▶ [Problems and tasks]:
a – Answer these questions about the passage on projectile launch speed:
(i) What is the minimum launch velocity for a given range $R$ on the same level?
(ii) After the substitution into $(1)$, what is $k$ equal to?
(iii) According to the best answer, in what direction is the projectile thrown to reach $(k,h)$ with the minimum possible speed?
b – Quote the part of the listing starting at the line that contains "One point belongs to every instance of the blonde" and ending at the last line of the listing, both ends included.

▶ [Given passage]:
════════
Question 1: Is it possible to derive this relationship given by $(1)$ directly without using calculus but by exploiting some geometric or kinematic symmetry?
Separately, we know that, for a projectile for a given range $R$ (on the same level), the minimum launch velocity is given by $v^*=\sqrt{gR}$. Assume that, for another given range $r$, the minimum launch velocity is $w^*=\sqrt{gr}$. Substituting in $(1)$ gives $k=\sqrt{Rr}$, i.e. $k$ is the geometric mean of $R$ and $r$.
Question 2: Can the relationship given by $(1)$ be derived using the relationships between minimum launch velocity and range shown above, perhaps through a geometric transform of some sort?
Best Answer
Because $w_x=v_x$ and $v_y^2=w_y^2-2gh$, the minimum speed in the origin implies you arrive with the minimum possible speed to point $(k,h)$.
I think the following picture shows a symmetry which could be useful. The minimum possible speed to reach $(k,h)$ is attained when you throw the projectile in the direction bisecting the angle between the $OP$ line and vertical axis. Because this trajectory reaches $P$ with the minimum possible speed, it also solves the "reverse" problem (by reversing the velocity direction), that is, from $P$ to reach $O$ with minimum speed. Therefore, $\vec{w}$ also bisects the angle that $OP$ makes with $\hat{y}$ at $P$, and therefore $\vec{v}\perp\vec{w}$.
════════
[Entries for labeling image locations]

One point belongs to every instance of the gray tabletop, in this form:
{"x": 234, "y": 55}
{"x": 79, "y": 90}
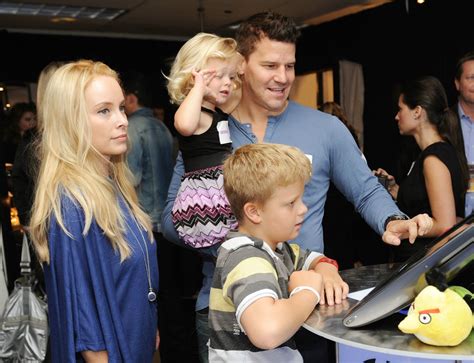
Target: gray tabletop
{"x": 382, "y": 336}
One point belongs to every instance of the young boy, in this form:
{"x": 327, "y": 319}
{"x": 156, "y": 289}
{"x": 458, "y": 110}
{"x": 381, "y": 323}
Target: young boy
{"x": 264, "y": 288}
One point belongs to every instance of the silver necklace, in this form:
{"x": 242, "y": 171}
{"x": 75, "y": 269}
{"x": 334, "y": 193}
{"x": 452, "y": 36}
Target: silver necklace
{"x": 151, "y": 292}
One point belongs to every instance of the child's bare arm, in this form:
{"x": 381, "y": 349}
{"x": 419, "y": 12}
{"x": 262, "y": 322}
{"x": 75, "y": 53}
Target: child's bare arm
{"x": 187, "y": 117}
{"x": 334, "y": 289}
{"x": 268, "y": 322}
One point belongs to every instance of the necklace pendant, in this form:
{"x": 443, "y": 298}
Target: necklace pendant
{"x": 151, "y": 295}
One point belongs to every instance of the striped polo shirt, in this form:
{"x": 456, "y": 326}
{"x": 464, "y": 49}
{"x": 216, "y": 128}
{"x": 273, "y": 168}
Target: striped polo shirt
{"x": 247, "y": 269}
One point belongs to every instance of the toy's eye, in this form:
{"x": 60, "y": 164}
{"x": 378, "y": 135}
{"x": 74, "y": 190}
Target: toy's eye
{"x": 425, "y": 318}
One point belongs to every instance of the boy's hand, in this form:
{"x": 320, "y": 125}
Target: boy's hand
{"x": 335, "y": 289}
{"x": 305, "y": 278}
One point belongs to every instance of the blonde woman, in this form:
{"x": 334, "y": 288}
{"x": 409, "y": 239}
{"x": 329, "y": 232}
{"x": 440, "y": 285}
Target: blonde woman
{"x": 95, "y": 243}
{"x": 202, "y": 79}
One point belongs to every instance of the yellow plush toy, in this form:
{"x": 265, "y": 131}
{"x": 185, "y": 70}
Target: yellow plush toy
{"x": 439, "y": 318}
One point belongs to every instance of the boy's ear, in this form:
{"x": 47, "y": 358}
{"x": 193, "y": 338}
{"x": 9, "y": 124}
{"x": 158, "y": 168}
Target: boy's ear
{"x": 252, "y": 213}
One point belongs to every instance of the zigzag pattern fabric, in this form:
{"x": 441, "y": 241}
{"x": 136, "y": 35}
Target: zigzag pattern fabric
{"x": 201, "y": 212}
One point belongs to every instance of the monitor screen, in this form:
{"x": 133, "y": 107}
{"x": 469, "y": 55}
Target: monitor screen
{"x": 452, "y": 254}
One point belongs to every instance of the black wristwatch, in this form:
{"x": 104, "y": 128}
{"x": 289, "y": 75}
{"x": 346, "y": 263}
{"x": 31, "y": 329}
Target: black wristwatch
{"x": 395, "y": 217}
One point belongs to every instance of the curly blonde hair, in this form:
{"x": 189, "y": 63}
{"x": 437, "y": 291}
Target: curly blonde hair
{"x": 71, "y": 166}
{"x": 194, "y": 54}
════════
▶ [Task-by-task outputs]:
a –
(i) $v^*=\sqrt{gR}$
(ii) $k=\sqrt{Rr}$, the geometric mean of $R$ and $r$
(iii) In the direction bisecting the angle between the $OP$ line and the vertical axis

b –
One point belongs to every instance of the blonde woman, in this form:
{"x": 334, "y": 288}
{"x": 409, "y": 239}
{"x": 329, "y": 232}
{"x": 440, "y": 285}
Target: blonde woman
{"x": 95, "y": 243}
{"x": 202, "y": 79}
One point belongs to every instance of the yellow plush toy, in this form:
{"x": 265, "y": 131}
{"x": 185, "y": 70}
Target: yellow plush toy
{"x": 439, "y": 318}
One point belongs to every instance of the boy's ear, in this form:
{"x": 47, "y": 358}
{"x": 193, "y": 338}
{"x": 9, "y": 124}
{"x": 158, "y": 168}
Target: boy's ear
{"x": 252, "y": 213}
One point belongs to every instance of the zigzag pattern fabric, in this form:
{"x": 441, "y": 241}
{"x": 136, "y": 35}
Target: zigzag pattern fabric
{"x": 201, "y": 212}
One point belongs to every instance of the monitor screen, in this form:
{"x": 133, "y": 107}
{"x": 469, "y": 55}
Target: monitor screen
{"x": 452, "y": 254}
One point belongs to every instance of the black wristwatch, in this form:
{"x": 104, "y": 128}
{"x": 289, "y": 75}
{"x": 346, "y": 263}
{"x": 31, "y": 329}
Target: black wristwatch
{"x": 395, "y": 217}
One point belongs to every instance of the curly blonde hair, in this form:
{"x": 189, "y": 63}
{"x": 437, "y": 291}
Target: curly blonde hair
{"x": 71, "y": 166}
{"x": 194, "y": 54}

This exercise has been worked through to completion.